#### Point labels for objects
--
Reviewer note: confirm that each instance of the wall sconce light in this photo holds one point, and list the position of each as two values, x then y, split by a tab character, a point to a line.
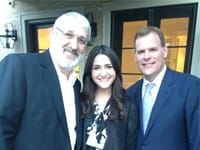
9	37
93	28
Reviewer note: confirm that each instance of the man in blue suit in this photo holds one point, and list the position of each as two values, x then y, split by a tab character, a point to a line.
173	122
39	93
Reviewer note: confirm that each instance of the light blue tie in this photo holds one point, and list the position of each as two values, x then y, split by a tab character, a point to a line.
147	104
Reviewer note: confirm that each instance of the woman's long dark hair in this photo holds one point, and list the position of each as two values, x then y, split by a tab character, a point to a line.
89	87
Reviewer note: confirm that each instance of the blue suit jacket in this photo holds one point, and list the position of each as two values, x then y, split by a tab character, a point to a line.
174	122
32	115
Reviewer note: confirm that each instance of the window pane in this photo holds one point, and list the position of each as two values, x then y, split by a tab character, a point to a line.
176	30
130	72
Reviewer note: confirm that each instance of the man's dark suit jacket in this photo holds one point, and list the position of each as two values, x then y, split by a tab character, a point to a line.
32	115
174	121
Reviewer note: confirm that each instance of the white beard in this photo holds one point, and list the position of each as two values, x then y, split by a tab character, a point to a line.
66	62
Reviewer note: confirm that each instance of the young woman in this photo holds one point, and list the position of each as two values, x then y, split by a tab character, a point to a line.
110	118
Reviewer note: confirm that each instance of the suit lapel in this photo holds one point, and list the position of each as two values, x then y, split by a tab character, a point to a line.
52	82
161	99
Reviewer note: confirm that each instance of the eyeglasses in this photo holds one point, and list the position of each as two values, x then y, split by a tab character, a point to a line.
68	35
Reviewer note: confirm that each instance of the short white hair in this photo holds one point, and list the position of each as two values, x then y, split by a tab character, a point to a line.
76	17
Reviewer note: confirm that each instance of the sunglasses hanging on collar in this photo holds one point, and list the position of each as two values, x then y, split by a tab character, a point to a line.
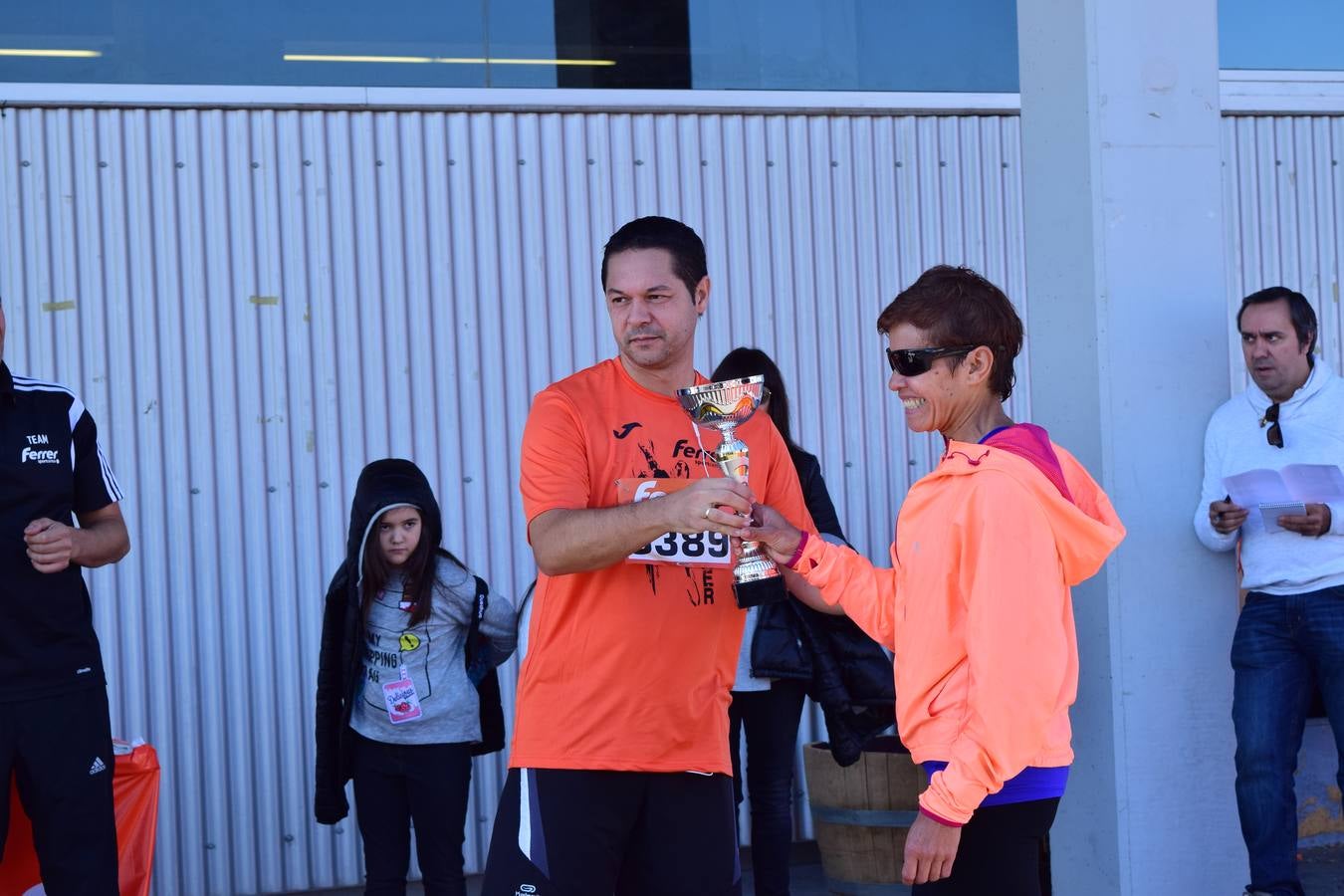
1275	431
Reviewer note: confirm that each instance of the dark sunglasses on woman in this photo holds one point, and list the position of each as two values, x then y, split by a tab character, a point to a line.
913	361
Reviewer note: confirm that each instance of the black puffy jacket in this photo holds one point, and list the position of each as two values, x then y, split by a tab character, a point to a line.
340	666
844	670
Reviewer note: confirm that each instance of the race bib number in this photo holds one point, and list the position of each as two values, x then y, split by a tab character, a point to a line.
686	549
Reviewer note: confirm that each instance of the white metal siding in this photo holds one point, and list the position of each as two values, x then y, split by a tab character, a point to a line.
265	300
1285	218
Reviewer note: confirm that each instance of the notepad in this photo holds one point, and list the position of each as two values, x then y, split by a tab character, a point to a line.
1270	514
1285	492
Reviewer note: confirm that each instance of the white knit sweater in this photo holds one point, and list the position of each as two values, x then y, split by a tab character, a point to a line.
1313	433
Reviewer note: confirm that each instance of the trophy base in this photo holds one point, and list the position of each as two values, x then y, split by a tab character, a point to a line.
753	594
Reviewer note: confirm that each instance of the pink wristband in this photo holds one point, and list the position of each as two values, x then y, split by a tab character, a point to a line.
938	818
797	553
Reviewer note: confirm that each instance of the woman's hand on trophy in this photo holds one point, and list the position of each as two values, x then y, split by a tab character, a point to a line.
710	506
773	534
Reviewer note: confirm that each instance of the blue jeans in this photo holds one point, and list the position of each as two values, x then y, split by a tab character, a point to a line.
1282	645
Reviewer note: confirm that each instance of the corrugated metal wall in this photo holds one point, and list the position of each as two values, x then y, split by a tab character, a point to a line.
265	300
1283	185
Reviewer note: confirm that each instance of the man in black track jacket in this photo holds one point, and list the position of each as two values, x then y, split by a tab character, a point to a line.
54	730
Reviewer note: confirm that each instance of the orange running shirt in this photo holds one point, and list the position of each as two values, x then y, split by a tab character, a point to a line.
629	668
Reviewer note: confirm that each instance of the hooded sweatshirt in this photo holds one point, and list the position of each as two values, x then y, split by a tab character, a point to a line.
357	658
978	608
1313	433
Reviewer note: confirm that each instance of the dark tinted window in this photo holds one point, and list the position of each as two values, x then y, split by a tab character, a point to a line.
752	45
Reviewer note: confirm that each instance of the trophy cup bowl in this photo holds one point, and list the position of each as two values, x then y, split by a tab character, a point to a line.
723	406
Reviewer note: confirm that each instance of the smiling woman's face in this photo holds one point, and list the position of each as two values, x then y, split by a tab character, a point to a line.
937	399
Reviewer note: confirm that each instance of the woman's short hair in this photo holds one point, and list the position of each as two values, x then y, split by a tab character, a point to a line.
753	361
959	307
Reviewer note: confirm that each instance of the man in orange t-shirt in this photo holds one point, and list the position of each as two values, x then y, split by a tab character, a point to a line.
620	780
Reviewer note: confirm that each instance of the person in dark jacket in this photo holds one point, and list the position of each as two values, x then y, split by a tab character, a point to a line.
406	687
790	650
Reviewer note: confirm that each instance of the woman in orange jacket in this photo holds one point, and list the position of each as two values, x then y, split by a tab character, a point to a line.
978	602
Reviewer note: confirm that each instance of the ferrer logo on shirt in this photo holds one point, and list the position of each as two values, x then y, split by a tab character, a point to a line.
39	456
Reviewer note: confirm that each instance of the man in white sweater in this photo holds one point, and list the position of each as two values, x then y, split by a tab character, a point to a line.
1290	633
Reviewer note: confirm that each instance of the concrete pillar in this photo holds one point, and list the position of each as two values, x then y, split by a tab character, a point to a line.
1128	337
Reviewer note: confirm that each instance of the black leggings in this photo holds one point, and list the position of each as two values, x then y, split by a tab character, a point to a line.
999	852
422	786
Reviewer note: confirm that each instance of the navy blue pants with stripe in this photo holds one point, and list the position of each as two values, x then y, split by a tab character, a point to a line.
60	753
630	833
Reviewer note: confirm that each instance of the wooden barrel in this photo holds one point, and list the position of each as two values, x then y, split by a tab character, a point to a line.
862	815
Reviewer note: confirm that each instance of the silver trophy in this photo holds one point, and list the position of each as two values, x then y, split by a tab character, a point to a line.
723	406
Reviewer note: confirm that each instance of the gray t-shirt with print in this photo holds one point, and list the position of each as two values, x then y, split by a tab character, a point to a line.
425	665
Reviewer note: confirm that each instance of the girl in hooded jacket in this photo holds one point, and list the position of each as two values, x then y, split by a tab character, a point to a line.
406	687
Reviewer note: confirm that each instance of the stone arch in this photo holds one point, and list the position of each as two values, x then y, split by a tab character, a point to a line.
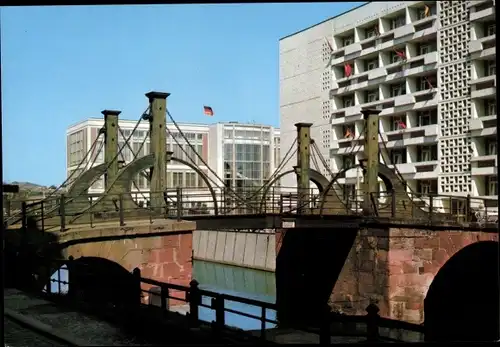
462	303
101	281
316	177
125	176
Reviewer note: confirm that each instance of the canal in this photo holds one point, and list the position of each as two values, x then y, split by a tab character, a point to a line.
225	279
237	281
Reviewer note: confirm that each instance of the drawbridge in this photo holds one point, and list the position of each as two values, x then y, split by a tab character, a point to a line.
71	204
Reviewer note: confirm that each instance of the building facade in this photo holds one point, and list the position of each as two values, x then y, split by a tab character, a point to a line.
249	151
429	66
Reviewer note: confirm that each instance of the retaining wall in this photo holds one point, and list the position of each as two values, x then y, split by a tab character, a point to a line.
244	249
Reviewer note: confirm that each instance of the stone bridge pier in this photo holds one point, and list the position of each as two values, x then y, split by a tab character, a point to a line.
449	279
162	250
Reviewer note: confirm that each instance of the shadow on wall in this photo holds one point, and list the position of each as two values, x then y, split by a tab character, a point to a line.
462	303
103	283
308	265
22	249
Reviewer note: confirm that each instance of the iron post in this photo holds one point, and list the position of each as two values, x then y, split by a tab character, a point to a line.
303	164
110	145
158	134
371	153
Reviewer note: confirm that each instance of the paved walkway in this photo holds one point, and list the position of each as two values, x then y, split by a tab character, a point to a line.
82	327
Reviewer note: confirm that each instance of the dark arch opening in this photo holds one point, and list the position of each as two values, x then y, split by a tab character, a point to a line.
--
#### Instructions to follow
Can you quote every one of the rows above word for word, leaving the pictures out?

#### Full response
Reviewer note: confirm that each instance of the wall sconce light in this photo holds one point, and list the position of each as two values, x then y, split by a tab character, a point to a line.
9	37
93	28
Reviewer note: confirm that each instance of the man in blue suit in this photo holds one point, and list the position of each as two values, x then y, split by a tab character, a point to a line.
173	122
39	93
Reviewer note: confirm that each instance of the light blue tie in this photo holds one point, and list the position of each as two values, x then y, split by a tab character, a point to a line.
147	104
Reviewer note: confirm that each instance of the woman's long dark hair in this photo holds one point, and list the position of each as two values, x then y, split by a tab character, a point to a line.
89	87
Reviewer note: confirm that each instance of the blue suit jacket in this photo holds one point, and list the position of each as two values, x then y, split by a tab character, a point to a line.
174	122
32	115
Reviewer note: confirm that each instance of the window pane in this photo holds one point, and list the position of each as two values, x then y, split by a tab character, a point to a line.
176	30
130	72
Reviewer note: confirm that each instance of the man's dark suit jacket in this photo holds one point, and list the position of each as two values, x then y, split by a tab character, a point to a line.
32	115
174	121
Reviewer note: confirm that each instance of the white beard in this photo holds one point, and list the position of each as two values, x then y, split by a tab character, a point to a line.
66	62
Reviewer note: confirm that each instance of the young woman in this photo holds one point, and list the position of each as two values, x then y, split by a tab character, a point to a line.
110	118
Reviewer note: confirm that each instance of the suit lapel in this photo holds one point, and list the position of each as two values, x then y, split by a tab character, a point to a line.
52	82
161	99
Reviewer note: confirm that each instance of the eyeglasses in this photo holds one point, and list the position of each as two values, x then y, split by a tab character, a point to a line.
68	35
Reviewer note: confirm that each instance of the short white hair in this photo holds one point, and list the position of each as two values, x then y, split by a tab character, a point to a line.
76	17
Reviewer note: confirm that each instance of the sunglasses hanging on collar in this photo holds one point, and list the position of each as two values, x then y, split by a tab character, a point to a line.
1275	431
Reviewer note: confirm that each instance of the dark sunglasses on woman in this photo holds one point, and list the position of each as two values, x then y, split by a tab character, a point to a line.
913	361
Reviewer note: confirm that each instance of the black puffy jacket in this photo holds one point, and list the position of each as two values, x then y, split by a tab character, a point to a line.
340	666
844	670
Reviewer note: confirm that each instance of the race bib number in this photo holds one point, and list the position of each as two values, x then y, split by a tab character, a point to a line.
686	549
Reviewer note: confirm that each instance of the white metal siding in this photo holds one point, and list the position of each as two values, x then y, split by a tab character, a point to a line.
265	300
1285	218
Reviewer note: confirm that each instance of the notepad in this photo holds one point, and list the position of each as two values, x then y, split by a tab character, a point to a line.
1270	514
1285	492
Reviewer note: confirm that each instance of the white knit sweater in this photo holds one point, and list the position of each as two values, x then y, split by a tab character, a point to a line.
1313	433
Reviewer note: confirm that each instance of the trophy base in this photo holds one point, and list the position of each as two values, x then y, split by a tab character, a point to a line.
753	594
Reviewer note: confirm that each instance of the pink wristband in this photo holds one point, and list the position of each as two values, x then y, split by a tab character, a point to a line.
938	818
797	553
Reviewer note: confirm that each instance of the woman's hand on trophy in this photo holds one point, and list the position of each as two values, x then y, split by a tab character, a point to a line.
710	506
773	534
Reviewer note: confirm that each instance of the blue jeans in this photo holds one point, and list the position of each as two values, x then y, split by a tab character, a point to a line.
1282	645
Reviewer note: confirm that each instance of the corrugated metal wall in this photo holds one point, and list the position of each as two values, x then y, split by a tab character, a point to a line.
265	300
1283	185
Reviewer note: confirm that each instance of the man in black track jacket in this photo holds one point, and list the position of each as two values, x then y, split by a tab character, a point to a line.
54	730
Reviewer note: confirm that each instance of the orange running shirt in this photo holds one point, and list the position of each as two values, x then y, split by a tab character, a point to a line.
629	668
Reviewer note: confirm that each instance of the hooded sweatshirt in this photo holds one point, and list the position of each as two values, x then y, split by a tab character, a point to a line.
357	658
978	608
1313	433
Reviewer note: confirm that each instance of the dark tinted window in this photo holds one point, and list the position of each as two values, x then y, split by a tab character, a point to a line.
752	45
Reviewer note: confirm that each instance of the trophy cup bowl in this photo holds one point, and list the position of each as two values, x then y, split by a tab character, a point to a line.
723	406
Reviewer note: confirm that each instance of the smiling woman's face in this photo holds one point, and list the position of each as two values, x then y, split by a tab character, a point to a line.
937	399
Reviewer note: confirm that each instance of the woman's short hair in this photo holds one point, and list the position of each as two values, x then y, split by a tab character, a point to a line.
753	361
959	307
Reviewer note: confirm that each instance of the man in orange t-shirt in this photo holds one point, and list the position of each as two values, x then y, split by a tab character, a point to a line.
620	780
Reviewer note: confirm that each instance of the person in dark jacket in this photo holds one point, and list the position of each as two values, x then y, split by a tab character, a point to a line.
406	687
790	650
Reviewer note: confirm that each instance of the woman in orange jacket in this photo holds one point, and list the position of each as two values, x then y, split by a tab character, a point to a line.
978	602
Reviewer note: confirm that each instance of the ferrer logo on shirt in this photo holds one point, and list the position of each as two values, x then y, split by a tab character, a point to a line.
39	456
Reviewer note: confirm that each instance of the man in white sweater in this photo holds one point, and list the position of each as two values, x then y, split by a tab character, a point to a line.
1290	633
Reviewer note: confirm that each instance of the concrete pillar in this photo holds one point, and list the position of each as two values, x then y, split by a tab character, a point to a line.
1128	337
Reviewer note: confirm that each instance of the black leggings in this photo holds one point, and list the position of each as two values, x then y, split by a tab character, a point to a line.
999	852
422	786
Reviewer note: confirm that each instance of the navy blue pants with stripe in this photo holds one point, and list the position of each as two values, x then y, split by a tab character, a point to a line.
60	753
630	833
Reviewer note: confirm that each instance of the wooden barrel in this photo holds one point, and list the position of each as two values, x then y, split by a tab character, a point to a line.
862	815
Reviewer note: confirm that each instance of the silver trophy in this photo holds one point, and list the position of each as two values, x then y, split by a tab character, a point to a line.
723	406
Reviewer note: confirm that each instance of the gray t-shirt with print in this photo holds one point, and list the position of each as two values, x then y, split by a tab character, a point to a line.
425	665
Reviewer note: confirm that each instance of the girl in hooded jacket in this photo holds one point, and list the position of each as two values, x then y, split by a tab character, a point to a line.
406	687
Reviewer note: confirm that each instance of the stone arch in this photo holds one point, and list the position of each as two values, x then y, split by a tab character, a point to a line.
462	303
101	281
316	177
125	176
Reviewer note: confirm that each instance of the canal in this photo holds one point, and list the position of each as two values, x then y, split by a tab character, a point to a line.
225	279
237	281
Reviewer note: confirm that each instance of the drawbridge in this photo holds one point, and list the position of each as two values, x then y, split by a tab character, a point to a line.
71	204
Reviewer note: confirm that each instance of the building facade in this photo holds one point, and list the position of each as two values, x then y, split by a tab character, a point to a line.
249	151
429	66
Reviewer note: confirm that each instance of the retaining wall in this photo holds one point, and list the position of each as two values, x then y, split by a tab character, a point to a line.
244	249
Reviewer note: confirm that each instance of the stone bridge pier in this photo holds one point, and list the position of each as two values, x then y, split by a tab character, a point to a line.
449	279
162	250
Reviewer note: confirm that each instance of the shadow on wall in this photo holds one point, and list the position of each as two values, x then y, split by a tab character, a point to a line.
462	303
103	283
308	265
22	249
Reviewer note: confirm that each instance of the iron post in this photo holds one point, and list the position of each as two values, x then y, split by a tab character, a point to a line.
303	164
110	145
158	134
371	153
Reviewer note: confirm that each instance of the paved walkway in this photo holds one point, and list the position of each as two values, x then y, split by a tab character, a point to a line.
82	327
Reviewer note: confirm that each instance of the dark arch opening in this photo holds one point, and list the position of each as two values, x then y, split by a tab character, a point to a line.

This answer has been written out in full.